### What this task involves:
Reproduce the material below verbatim, copying every line from the first to the last without any changes.

····················

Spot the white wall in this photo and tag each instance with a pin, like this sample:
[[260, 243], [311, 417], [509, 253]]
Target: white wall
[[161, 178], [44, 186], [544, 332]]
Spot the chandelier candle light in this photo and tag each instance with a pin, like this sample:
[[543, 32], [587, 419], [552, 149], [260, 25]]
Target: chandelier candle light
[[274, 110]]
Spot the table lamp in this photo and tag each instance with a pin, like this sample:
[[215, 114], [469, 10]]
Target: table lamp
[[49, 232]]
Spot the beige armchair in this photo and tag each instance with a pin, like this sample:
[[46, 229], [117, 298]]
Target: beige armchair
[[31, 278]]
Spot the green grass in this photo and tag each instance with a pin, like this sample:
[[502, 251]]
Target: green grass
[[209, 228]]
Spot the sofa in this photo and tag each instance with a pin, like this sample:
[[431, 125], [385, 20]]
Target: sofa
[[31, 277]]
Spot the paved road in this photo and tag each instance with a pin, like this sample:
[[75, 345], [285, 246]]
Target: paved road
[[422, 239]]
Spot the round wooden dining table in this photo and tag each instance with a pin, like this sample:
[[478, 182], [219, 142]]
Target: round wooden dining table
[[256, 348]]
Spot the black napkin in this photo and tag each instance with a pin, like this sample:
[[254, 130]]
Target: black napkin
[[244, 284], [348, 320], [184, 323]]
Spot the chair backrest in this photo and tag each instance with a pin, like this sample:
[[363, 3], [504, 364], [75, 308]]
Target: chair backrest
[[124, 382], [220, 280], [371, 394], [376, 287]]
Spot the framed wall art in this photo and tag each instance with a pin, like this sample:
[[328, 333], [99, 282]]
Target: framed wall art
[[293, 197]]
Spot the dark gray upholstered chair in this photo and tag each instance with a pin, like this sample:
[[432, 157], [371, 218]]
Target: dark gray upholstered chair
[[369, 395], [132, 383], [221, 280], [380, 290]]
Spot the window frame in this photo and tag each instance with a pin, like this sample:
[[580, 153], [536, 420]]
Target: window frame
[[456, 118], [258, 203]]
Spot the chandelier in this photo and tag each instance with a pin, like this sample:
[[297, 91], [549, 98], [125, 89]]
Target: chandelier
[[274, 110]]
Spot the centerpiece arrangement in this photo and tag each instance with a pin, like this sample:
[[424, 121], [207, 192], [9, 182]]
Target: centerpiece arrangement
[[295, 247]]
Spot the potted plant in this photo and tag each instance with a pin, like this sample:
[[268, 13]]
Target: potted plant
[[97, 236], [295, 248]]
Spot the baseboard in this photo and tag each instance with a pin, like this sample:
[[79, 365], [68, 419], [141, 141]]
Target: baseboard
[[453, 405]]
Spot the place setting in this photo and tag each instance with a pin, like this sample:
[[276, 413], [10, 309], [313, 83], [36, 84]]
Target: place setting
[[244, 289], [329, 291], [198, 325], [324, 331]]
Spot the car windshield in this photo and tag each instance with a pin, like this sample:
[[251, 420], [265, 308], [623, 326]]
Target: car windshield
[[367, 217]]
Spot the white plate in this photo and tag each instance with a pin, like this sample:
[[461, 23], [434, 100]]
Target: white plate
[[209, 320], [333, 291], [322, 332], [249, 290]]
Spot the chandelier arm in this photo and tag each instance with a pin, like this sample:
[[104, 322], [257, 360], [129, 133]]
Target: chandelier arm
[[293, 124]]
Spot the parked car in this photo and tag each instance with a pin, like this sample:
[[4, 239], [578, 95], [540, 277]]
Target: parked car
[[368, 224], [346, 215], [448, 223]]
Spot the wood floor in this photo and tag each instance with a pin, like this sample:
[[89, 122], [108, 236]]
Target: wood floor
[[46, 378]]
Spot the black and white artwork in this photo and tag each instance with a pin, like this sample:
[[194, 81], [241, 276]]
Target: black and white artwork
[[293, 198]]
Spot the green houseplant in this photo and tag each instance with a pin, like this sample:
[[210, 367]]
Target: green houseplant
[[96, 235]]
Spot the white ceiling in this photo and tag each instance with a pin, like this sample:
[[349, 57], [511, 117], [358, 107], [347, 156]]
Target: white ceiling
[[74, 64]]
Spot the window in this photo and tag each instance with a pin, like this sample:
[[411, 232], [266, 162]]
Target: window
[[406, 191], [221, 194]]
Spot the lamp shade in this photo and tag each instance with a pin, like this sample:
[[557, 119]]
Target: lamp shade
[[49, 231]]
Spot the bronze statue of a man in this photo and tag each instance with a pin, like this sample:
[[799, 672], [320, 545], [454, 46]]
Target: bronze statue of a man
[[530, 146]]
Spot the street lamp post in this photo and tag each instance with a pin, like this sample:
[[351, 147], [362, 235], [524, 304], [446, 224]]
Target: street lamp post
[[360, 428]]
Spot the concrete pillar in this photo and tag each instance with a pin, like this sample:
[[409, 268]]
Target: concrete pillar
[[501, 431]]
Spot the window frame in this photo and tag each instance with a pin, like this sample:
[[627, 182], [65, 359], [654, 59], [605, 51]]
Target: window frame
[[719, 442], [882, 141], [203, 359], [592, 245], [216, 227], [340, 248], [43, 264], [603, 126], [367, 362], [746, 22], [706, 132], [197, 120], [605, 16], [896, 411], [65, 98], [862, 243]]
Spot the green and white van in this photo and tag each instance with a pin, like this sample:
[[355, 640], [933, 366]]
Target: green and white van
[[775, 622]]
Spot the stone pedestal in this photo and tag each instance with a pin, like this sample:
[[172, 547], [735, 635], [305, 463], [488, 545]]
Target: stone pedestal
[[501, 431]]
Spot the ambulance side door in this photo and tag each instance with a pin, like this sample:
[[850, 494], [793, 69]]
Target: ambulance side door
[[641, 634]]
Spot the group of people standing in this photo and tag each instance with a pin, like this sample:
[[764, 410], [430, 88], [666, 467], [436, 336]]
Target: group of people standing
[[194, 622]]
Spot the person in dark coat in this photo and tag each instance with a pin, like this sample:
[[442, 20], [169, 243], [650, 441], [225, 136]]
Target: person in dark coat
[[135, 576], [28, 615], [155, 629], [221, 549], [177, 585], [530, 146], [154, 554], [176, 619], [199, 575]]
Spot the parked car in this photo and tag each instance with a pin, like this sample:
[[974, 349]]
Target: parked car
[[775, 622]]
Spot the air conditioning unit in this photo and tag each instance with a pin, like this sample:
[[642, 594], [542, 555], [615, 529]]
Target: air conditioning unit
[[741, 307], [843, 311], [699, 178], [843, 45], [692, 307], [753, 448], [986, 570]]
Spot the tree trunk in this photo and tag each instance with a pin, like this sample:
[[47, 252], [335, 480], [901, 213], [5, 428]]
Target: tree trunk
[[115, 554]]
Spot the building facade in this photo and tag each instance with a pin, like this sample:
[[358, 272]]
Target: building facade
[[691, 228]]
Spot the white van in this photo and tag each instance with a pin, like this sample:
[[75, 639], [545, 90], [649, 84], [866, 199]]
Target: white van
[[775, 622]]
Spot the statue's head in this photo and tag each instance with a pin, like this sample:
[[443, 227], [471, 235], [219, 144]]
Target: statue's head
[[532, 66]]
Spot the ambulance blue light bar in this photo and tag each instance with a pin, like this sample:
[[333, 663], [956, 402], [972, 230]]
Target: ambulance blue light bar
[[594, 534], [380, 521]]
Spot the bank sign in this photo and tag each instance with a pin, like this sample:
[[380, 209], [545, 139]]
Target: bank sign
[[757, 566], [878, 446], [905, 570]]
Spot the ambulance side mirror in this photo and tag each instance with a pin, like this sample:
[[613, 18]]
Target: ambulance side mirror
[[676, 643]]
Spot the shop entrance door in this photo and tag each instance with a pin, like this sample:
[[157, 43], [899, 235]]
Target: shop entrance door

····················

### Solution:
Spot the white wall in this photo and tag each instance with a pin, like this sample:
[[260, 243], [311, 417], [509, 253]]
Target: white wall
[[161, 178], [44, 186], [544, 332]]
Spot the chandelier candle light in this photo and tag each instance with a pin, like this sample:
[[543, 32], [587, 419], [552, 149], [260, 25]]
Target: chandelier candle light
[[274, 110]]
Spot the table lamp in this photo and tag each instance with a pin, like this sample:
[[215, 114], [469, 10]]
Target: table lamp
[[49, 232]]
Spot the beige armchair in this photo and tag each instance with a pin, like this sample:
[[46, 229], [117, 298]]
Target: beige armchair
[[31, 278]]
Spot the green grass in this photo and tag each instance with a pin, like this sample:
[[502, 251]]
Target: green grass
[[209, 228]]
Spot the sofa in this photo and tag each instance with a pin, like this sample:
[[431, 125], [385, 20]]
Target: sofa
[[31, 277]]
Spot the paved road in this photo and tag each instance with a pin, like this sample:
[[75, 345], [285, 246]]
Target: paved road
[[422, 239]]
Spot the round wooden dining table in this photo and tag each instance with a pin, like this sample:
[[478, 182], [219, 142]]
Target: round wooden dining table
[[256, 348]]
Spot the black napkin in this photo and tag each instance with a pin, like this sample:
[[254, 130]]
Target: black napkin
[[244, 284], [348, 320], [184, 323]]
Spot the chair backrest in this photo and tag each instance with a pin, like this sample:
[[363, 3], [504, 364], [75, 308]]
Target: chair backrest
[[124, 382], [220, 280], [371, 394], [376, 287]]
Spot the framed wall art in this photo and tag each instance with a pin, like this sample:
[[328, 333], [99, 282]]
Target: framed wall art
[[293, 197]]
Spot the dark gray upholstered chair in this photo and tag each instance with a pin, like this sample:
[[432, 157], [371, 218]]
Target: dark gray upholstered chair
[[369, 395], [132, 383], [221, 280], [380, 290]]
Spot the window frame in this photo and tag each instance with a pin, like this sample:
[[580, 153], [536, 420]]
Target: window frame
[[456, 118], [258, 203]]
Spot the chandelier in this photo and tag each instance with a pin, like this sample:
[[297, 91], [549, 98], [125, 89]]
Target: chandelier
[[274, 110]]
Spot the centerpiece arrangement in this photo and tag each instance with a pin, like this sample:
[[424, 121], [207, 192], [9, 182]]
Target: centerpiece arrangement
[[295, 247]]
Spot the potted plant in this photo and tag each instance with a pin, like this sample:
[[268, 13]]
Target: potted plant
[[97, 236], [295, 248]]
Spot the baseboard in this photo and tag each instance with a pin, like this sample:
[[79, 365], [68, 419], [141, 141]]
Target: baseboard
[[453, 405]]
Spot the place setting in this photo and tag each instance with a pin, like this sample:
[[276, 413], [10, 309], [313, 83], [36, 84]]
Target: place setting
[[244, 289], [329, 291], [198, 325], [324, 331]]
Spot the car windshield in this photo and tag each instance with a pin, like this sample:
[[251, 420], [265, 308], [623, 326]]
Target: car windshield
[[367, 217]]
Spot the white plate in this photo and tag each instance with a pin, like this sample:
[[461, 23], [434, 100]]
Target: white plate
[[209, 320], [333, 291], [322, 332], [249, 290]]
Spot the chandelier arm in this photo and tag each instance with a pin, like this sample:
[[104, 322], [257, 360], [129, 133]]
Target: chandelier arm
[[293, 124]]
Spot the parked car in this photo and tag each instance with a pin, like this sample:
[[4, 239], [578, 95], [540, 277]]
Target: parked car
[[368, 224], [346, 215], [448, 223]]
Spot the wood floor in this photo and tag each instance with a pin, like this sample:
[[89, 122], [108, 236]]
Target: wood floor
[[46, 378]]
Spot the black and white artwork in this photo and tag each instance with a pin, like this sample:
[[194, 81], [241, 276]]
Target: black and white artwork
[[293, 198]]
Spot the green houseplant in this photo and tag each instance with a pin, like this sample:
[[210, 367]]
Target: green houseplant
[[96, 235]]
Spot the white ceiling in this photo and tag each instance with a pin, like this sample:
[[349, 57], [511, 117], [358, 107], [347, 156]]
Target: white ceiling
[[74, 64]]
Spot the window in this photo and tag each instance with a pin, like this sample:
[[411, 232], [266, 162]]
Target: window
[[406, 191], [221, 194]]
Spot the lamp shade in this photo and tag each instance with a pin, like this sample:
[[557, 119]]
Target: lamp shade
[[49, 231]]
Spot the bronze statue of a man in this photo and tag each instance with a pin, like this sample:
[[799, 672], [320, 545], [454, 46]]
Target: bronze statue of a man
[[530, 146]]
Spot the street lamp post in this photo and tag each instance with a pin, like this sample:
[[351, 147], [362, 235], [524, 304], [446, 224]]
Target: street lamp post
[[360, 428]]
Spot the concrete pillar in this photo and tag each instance with a pin, like this sample:
[[409, 268]]
Target: concrete pillar
[[501, 431]]
Spot the window frame in this photo and tag each instance with a pin, like this sample:
[[627, 182], [65, 359], [654, 59], [605, 51]]
Target: window frame
[[719, 442], [882, 141], [203, 359], [592, 245], [216, 227], [340, 248], [43, 264], [603, 126], [367, 362], [746, 22], [706, 132], [197, 120], [605, 16], [896, 411], [65, 98], [862, 243]]
Spot the green and white van in this photo and tag each instance with a pin, like this sample:
[[355, 640], [933, 366]]
Target: green and white van
[[775, 622]]
Spot the stone pedestal in this photo and tag each instance with a pin, like this sample:
[[172, 547], [735, 635], [305, 463], [488, 545]]
Target: stone pedestal
[[501, 431]]
Spot the ambulance side door in this photo and tag each instance with a pin, like this sample:
[[850, 494], [793, 69]]
Target: ambulance side door
[[641, 634]]
Spot the group of people standing in this photo and tag each instance with a pin, like this sample:
[[764, 410], [430, 88], [666, 467], [436, 336]]
Target: group of people standing
[[194, 622]]
Spot the person in dark coat in this photo and tag each instance with a pin, like this sample:
[[442, 20], [169, 243], [650, 441], [225, 136]]
Target: person in dark coat
[[135, 576], [28, 615], [155, 629], [221, 549], [177, 585], [530, 146], [154, 554], [176, 619], [199, 575]]
Spot the parked car in this photo and tag each instance with a pin, like this sample:
[[974, 349]]
Target: parked car
[[775, 622]]
Spot the air conditioning unit in this photo and tag each instance with a pin, like this sample:
[[642, 594], [542, 555], [615, 529]]
Target: air conditioning unit
[[741, 307], [843, 311], [699, 178], [843, 45], [692, 307], [753, 448], [986, 570]]
Spot the tree trunk in this photo and tag each instance with a pin, like this sample:
[[47, 252], [335, 480], [901, 213], [5, 428]]
Target: tree trunk
[[115, 554]]
Spot the building facade in this photo and tag each instance with a pin, like this sample:
[[358, 272]]
Target: building facade
[[691, 228]]
Spot the white van in this photo and tag each instance with a pin, like this sample:
[[75, 639], [545, 90], [649, 84], [866, 199]]
Target: white van
[[775, 622]]
Spot the statue's head in this photo and tag each instance with a pin, like this sample:
[[443, 227], [471, 235], [219, 144]]
Target: statue's head
[[532, 66]]
Spot the ambulance blue light bar in this photo and tag each instance with a pin, like this sample:
[[333, 663], [956, 402], [972, 230]]
Target: ambulance blue light bar
[[594, 534], [380, 521]]
Spot the bank sign in this photo and tag each instance with a pin, like this sample:
[[380, 209], [545, 139]]
Target: bank sign
[[757, 566], [878, 446], [905, 570]]
Spot the ambulance side mirror in this photo and tag each instance with a pin, like this sample:
[[613, 18]]
Target: ambulance side mirror
[[676, 643]]
Spot the shop entrance door in this photo and tag each instance with a pin, like this sample:
[[157, 43], [899, 235]]
Target: shop entrance door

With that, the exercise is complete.